- **Exercise**
Word for word, repeat the entries, minus the pictures.

Start of Source data

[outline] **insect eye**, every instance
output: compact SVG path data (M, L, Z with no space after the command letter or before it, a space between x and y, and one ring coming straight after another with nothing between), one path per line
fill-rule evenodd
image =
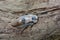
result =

End of Source data

- **Answer for this exercise**
[outline] **insect eye**, every instance
output: compact SVG path data (M, L, Z with no space after the command letter or before it, a space between x and y, and one ring coming straight after another with nothing between), one path per line
fill-rule evenodd
image =
result =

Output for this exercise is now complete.